● **CHECK YOUR UNDERSTANDING**
A: Reproduce the passage of the diary blog that runs from "Israel Palestine Conflict" up to and including "to other offices.".
B: List the titles of the posts in the diary blog.
C: Extend the diary blog by writing on from the point where it stops.

● **PAGE EXCERPT**
:::::
Saturday, November 25, 2023

Israel Palestine Conflict

 Surabaya-Jakarta, 25 November 2023

Billions of people are praying to God and condemn the genocide done by Israel to Palestinians. But why are their prayers not heard by the god? Why do they keep losing the war? Why does god allow this tragedy to happen? If this is what the god wants, then why do we have to be angry?

Thursday, September 21, 2023

Update of My Thoughts

 Surabaya, 21 September 2023

After days of disappointment, it is weird that I don't think about it anymore. Perhaps, being busy at work has helped me to stay positive. Initially, I thought my life has ended, and I even had suicidal thoughts. But just in two days, those thoughts were gone. I kept busy at work especially preparing a farewell party for my bosses' rotation to other offices.

It's a magic that the more I congrats them, the more I feel relieved and accept it. I know that I still have many things to do in my current office, and maybe I am not ready yet to get promoted. I remember my idealistic words that I said many years ago that I will work wholeheartedly wherever I am placed, do my best, and the rests will follow.

I also think maybe this is the best journey I should walk through. Who knows I would get a better life in the future. And maybe, this is the best thing for me right now. Imagine that I have to live far from home and far away from the mental health facilities if I got promoted, I don't think I am ready for that at the moment, right?

Anyway, I would say congratulations to my friends, and I am wishing you all the best in your future endeavours.


Tuesday, September 19, 2023

Advancement

 Surabaya, 19 September 2023

I can't sleep tonight. There is something bothering my mind. How can I feel the pain when I see others succeed with their life while I don't? I feel like my life has ended and I have no future anymore. 

So today at the office, we got a big news that many of my friends got promoted to a higher level of position, while I didn't. What makes me so disappointed is that I was the first person in our year that took master's degree but I did not get promoted yet. Meanwhile my friends who took master's degree after me got promoted. I didn't envy to their promotion, I am happy for them, but I am disappointed with myself. At least, I should have been among them too.

I think I know the reason why it goes this way. In 2018, right after I finished my master's study, I was appointed to work as a staff of an expert staff of the Minister of Finance. However, along the way, I was stressed with the pressure of works given by the expert staff. Until late 2019, I could not bear it anymore that I ran away from the office and never returned. I became very sensitive and had an anger issue. November 2019 was my worst condition that I went to a psychiatrist and I was diagnosed with bipolar disorder. Having bipolar disorder, I have to see my psychiatrist regularly at least once in a month to maintain my mood and to get medicines.
:::::
[Extracted data entries]
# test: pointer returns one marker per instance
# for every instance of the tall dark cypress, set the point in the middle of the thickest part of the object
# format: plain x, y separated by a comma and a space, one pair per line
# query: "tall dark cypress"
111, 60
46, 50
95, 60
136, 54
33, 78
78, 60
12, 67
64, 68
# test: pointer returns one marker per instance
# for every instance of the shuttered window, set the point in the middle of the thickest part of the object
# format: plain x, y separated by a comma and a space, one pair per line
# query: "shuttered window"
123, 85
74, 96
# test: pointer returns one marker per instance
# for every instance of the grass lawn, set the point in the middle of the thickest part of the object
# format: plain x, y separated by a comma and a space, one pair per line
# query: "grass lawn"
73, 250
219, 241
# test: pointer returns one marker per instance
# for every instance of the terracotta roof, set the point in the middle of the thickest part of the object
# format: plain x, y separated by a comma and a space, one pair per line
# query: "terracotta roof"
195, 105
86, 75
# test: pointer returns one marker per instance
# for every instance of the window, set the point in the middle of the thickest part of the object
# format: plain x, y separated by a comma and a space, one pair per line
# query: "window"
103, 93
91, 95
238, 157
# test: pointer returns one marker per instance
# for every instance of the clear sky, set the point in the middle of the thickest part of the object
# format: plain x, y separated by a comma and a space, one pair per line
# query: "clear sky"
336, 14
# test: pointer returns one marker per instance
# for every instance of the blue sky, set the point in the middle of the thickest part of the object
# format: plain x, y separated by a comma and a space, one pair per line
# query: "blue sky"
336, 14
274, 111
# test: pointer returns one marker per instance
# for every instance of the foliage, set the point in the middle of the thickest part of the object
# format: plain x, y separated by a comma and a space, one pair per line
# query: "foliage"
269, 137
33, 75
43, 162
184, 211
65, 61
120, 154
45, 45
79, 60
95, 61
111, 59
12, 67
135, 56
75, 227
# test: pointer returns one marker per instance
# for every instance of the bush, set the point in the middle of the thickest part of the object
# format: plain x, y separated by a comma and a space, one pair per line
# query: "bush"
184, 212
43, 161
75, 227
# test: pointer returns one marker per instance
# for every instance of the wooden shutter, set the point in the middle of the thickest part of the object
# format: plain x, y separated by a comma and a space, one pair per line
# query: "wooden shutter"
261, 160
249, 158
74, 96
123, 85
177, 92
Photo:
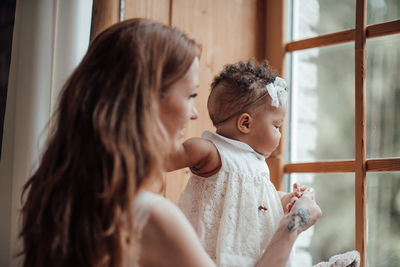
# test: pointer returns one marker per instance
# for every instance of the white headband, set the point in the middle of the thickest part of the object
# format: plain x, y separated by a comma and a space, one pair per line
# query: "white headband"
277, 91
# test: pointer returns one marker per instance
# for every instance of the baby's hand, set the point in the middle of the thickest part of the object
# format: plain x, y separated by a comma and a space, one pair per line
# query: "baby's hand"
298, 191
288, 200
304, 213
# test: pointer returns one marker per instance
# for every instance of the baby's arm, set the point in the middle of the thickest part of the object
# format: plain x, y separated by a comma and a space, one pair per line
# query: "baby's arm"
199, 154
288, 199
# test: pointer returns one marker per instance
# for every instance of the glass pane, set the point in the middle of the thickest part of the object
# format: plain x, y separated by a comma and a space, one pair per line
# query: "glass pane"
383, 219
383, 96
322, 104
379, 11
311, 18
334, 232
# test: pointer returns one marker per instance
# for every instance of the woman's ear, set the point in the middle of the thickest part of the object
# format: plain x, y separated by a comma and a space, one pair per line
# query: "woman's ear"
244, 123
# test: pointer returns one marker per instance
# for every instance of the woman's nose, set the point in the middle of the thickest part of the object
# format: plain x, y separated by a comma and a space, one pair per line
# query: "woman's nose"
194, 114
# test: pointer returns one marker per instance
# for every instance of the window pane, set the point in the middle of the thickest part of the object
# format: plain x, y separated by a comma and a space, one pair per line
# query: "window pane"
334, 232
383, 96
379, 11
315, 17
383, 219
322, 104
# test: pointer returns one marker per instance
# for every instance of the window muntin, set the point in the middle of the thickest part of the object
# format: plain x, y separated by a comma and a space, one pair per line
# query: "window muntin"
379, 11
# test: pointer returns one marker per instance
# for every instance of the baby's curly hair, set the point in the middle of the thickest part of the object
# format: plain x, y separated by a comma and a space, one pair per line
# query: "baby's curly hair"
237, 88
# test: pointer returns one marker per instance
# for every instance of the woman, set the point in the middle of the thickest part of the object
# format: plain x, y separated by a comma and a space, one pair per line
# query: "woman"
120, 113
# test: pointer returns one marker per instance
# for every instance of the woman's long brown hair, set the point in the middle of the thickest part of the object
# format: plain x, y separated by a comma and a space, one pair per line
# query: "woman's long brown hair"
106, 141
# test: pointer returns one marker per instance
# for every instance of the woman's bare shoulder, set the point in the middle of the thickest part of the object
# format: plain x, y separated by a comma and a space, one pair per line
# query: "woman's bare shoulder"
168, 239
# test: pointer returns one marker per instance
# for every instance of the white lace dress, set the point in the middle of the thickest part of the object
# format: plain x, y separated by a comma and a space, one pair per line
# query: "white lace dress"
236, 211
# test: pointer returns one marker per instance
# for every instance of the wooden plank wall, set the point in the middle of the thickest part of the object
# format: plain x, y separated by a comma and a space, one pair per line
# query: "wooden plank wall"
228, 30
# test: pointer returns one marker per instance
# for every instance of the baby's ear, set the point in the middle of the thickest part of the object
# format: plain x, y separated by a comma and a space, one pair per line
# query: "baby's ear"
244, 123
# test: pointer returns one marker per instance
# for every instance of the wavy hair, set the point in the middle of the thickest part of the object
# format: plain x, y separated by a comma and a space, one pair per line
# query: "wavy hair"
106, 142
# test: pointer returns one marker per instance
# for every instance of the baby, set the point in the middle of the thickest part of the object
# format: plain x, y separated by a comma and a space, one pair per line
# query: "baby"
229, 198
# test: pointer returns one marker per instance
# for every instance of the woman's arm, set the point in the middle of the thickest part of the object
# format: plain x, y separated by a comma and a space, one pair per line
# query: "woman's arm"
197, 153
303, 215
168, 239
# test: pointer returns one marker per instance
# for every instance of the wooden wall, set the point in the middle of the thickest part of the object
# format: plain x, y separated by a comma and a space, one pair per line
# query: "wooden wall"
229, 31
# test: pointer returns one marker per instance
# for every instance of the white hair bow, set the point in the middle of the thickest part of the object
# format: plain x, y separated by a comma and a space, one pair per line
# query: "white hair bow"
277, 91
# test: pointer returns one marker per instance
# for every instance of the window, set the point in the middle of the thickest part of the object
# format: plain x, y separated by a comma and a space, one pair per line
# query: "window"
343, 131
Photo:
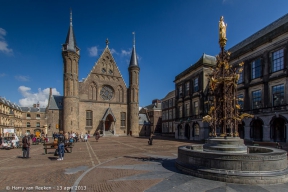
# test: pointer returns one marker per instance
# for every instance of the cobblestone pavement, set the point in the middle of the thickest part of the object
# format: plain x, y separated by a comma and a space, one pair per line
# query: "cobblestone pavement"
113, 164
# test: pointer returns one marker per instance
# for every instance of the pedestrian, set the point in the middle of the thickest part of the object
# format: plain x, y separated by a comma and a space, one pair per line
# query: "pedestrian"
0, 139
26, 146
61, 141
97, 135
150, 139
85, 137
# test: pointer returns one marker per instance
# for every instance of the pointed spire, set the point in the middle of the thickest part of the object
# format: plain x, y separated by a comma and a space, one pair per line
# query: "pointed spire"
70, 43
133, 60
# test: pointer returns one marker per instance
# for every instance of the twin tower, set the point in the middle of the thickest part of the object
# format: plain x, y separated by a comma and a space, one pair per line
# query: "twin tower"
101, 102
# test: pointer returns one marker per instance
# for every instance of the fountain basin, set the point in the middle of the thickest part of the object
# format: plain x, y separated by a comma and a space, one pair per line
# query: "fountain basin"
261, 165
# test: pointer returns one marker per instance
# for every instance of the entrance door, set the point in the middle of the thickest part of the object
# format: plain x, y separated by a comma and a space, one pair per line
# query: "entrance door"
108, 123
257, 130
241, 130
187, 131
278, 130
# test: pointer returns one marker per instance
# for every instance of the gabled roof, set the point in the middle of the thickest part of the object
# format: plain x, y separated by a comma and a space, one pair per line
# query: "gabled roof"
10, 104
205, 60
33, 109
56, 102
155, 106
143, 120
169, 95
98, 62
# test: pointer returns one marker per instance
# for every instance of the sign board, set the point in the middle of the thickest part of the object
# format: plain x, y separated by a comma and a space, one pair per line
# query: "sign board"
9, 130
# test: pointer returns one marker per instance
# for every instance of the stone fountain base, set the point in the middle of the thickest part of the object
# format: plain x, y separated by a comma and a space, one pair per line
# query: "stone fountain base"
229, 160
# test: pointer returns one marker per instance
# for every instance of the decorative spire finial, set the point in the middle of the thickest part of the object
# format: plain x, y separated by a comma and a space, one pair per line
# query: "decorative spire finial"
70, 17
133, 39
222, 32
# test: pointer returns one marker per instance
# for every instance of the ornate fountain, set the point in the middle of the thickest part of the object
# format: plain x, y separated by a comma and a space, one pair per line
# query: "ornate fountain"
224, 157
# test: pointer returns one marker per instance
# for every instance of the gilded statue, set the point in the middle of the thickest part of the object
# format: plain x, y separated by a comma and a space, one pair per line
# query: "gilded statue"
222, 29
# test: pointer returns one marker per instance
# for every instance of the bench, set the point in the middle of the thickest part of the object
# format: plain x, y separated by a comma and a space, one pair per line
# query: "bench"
:::::
● **ACTIVITY ANSWERS**
A:
Israel Palestine Conflict

 Surabaya-Jakarta, 25 November 2023

Billions of people are praying to God and condemn the genocide done by Israel to Palestinians. But why are their prayers not heard by the god? Why do they keep losing the war? Why does god allow this tragedy to happen? If this is what the god wants, then why do we have to be angry?

Thursday, September 21, 2023

Update of My Thoughts

 Surabaya, 21 September 2023

After days of disappointment, it is weird that I don't think about it anymore. Perhaps, being busy at work has helped me to stay positive. Initially, I thought my life has ended, and I even had suicidal thoughts. But just in two days, those thoughts were gone. I kept busy at work especially preparing a farewell party for my bosses' rotation to other offices.

B:
Israel Palestine Conflict
Update of My Thoughts
Advancement

C:
Since then, I was transferred to work in a low-pace unit. Then, in 2021, I was transferred to Surabaya for a new position as an Account Representative. My work performance was also declining to the bottom rank. I had a bad reputation already in my workplace, from running away from the office, to speaking up about LGBT issues. Moreover, who wants to be led by a homosexual and an atheist like me in this identity-political society? Now, considering all those circumstances, how would someone recommend me to be promoted to a higher level of position?  In addition, I need to see a psychiatrist that may not be available in remote area where I might be placed if I got promoted.

The thoughts do not stop until there. I still have a dream to take PhD, whether or not I get a promotion. However, I don't know how to get there, and no one here to teach me. I took a wrong way by taking master by taught without research element in it. Now, I don't have any experience to do a research. Consequently, I don't have any thesis supervisor who can give me a recommendation letter to apply PhD. Another obstacle is that I also made a mistake in my financial decision that I am in a huge debt to buy a house and a car. I don't think I could afford PhD even though I got a scholarship.

It hurts to know that my colleagues are moving forwards while I am stuck here. I feel like I have no future anymore. I have ruined my career path and my study path as well. Everything has ended. I live my life like a zombie.